DIRECTIONS FOR THIS TASK → In the data below, find the line containing "Target: white fuselage"; reproduce that line and all subsequent lines exactly, and nothing else.

EXERCISE INPUTS →
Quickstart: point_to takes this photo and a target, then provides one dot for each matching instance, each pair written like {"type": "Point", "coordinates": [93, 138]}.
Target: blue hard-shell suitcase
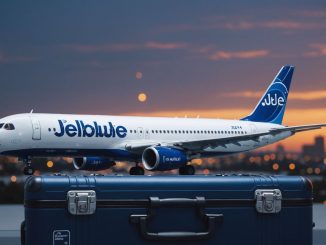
{"type": "Point", "coordinates": [235, 209]}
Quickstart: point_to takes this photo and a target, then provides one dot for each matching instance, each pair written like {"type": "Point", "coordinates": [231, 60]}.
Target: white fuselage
{"type": "Point", "coordinates": [110, 136]}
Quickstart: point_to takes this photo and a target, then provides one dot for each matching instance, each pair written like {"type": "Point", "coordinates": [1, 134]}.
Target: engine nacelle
{"type": "Point", "coordinates": [163, 158]}
{"type": "Point", "coordinates": [92, 163]}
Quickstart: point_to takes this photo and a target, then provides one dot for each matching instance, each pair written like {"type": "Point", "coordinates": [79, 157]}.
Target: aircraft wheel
{"type": "Point", "coordinates": [28, 170]}
{"type": "Point", "coordinates": [187, 170]}
{"type": "Point", "coordinates": [136, 171]}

WRITTEN SOLUTION →
Target: white fuselage
{"type": "Point", "coordinates": [110, 136]}
Quickstart: point_to takes this photo and a target, then provides one dot for each matching instance, each pair written like {"type": "Point", "coordinates": [1, 134]}.
Target: engine nacelle
{"type": "Point", "coordinates": [163, 158]}
{"type": "Point", "coordinates": [92, 163]}
Quickstart: point_to takes this photo and a target, then provides one dot for each matching instance, each pair written like {"type": "Point", "coordinates": [79, 157]}.
Target: aircraft wheel
{"type": "Point", "coordinates": [28, 170]}
{"type": "Point", "coordinates": [187, 170]}
{"type": "Point", "coordinates": [136, 171]}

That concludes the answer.